- Exercise instructions: Please rewrite these lines with "innermost" switched to "central" wherever it occurs, keeping everything else unchanged.

Saved entries:
┏━━
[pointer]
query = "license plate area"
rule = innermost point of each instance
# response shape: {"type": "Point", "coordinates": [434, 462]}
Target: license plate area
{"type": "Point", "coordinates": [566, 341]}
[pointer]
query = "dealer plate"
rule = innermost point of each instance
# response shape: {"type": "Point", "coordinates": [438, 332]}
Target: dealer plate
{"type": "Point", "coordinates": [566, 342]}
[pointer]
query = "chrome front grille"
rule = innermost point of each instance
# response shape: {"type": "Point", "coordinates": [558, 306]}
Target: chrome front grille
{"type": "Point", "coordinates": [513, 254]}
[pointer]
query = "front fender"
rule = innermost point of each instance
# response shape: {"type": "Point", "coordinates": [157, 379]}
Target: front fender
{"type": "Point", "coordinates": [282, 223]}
┗━━
- Response below:
[pointer]
query = "license plate area"
rule = central point of each instance
# response shape: {"type": "Point", "coordinates": [434, 462]}
Target: license plate area
{"type": "Point", "coordinates": [566, 341]}
[pointer]
query = "dealer plate"
rule = central point of each instance
# response shape: {"type": "Point", "coordinates": [438, 332]}
Target: dealer plate
{"type": "Point", "coordinates": [566, 342]}
[pointer]
query = "chrome front grille"
rule = central point of each instance
# response shape: {"type": "Point", "coordinates": [558, 306]}
Target: chrome front grille
{"type": "Point", "coordinates": [513, 254]}
[pointer]
query = "front fender"
rule = central point of each instance
# response shape: {"type": "Point", "coordinates": [157, 379]}
Target: front fender
{"type": "Point", "coordinates": [282, 223]}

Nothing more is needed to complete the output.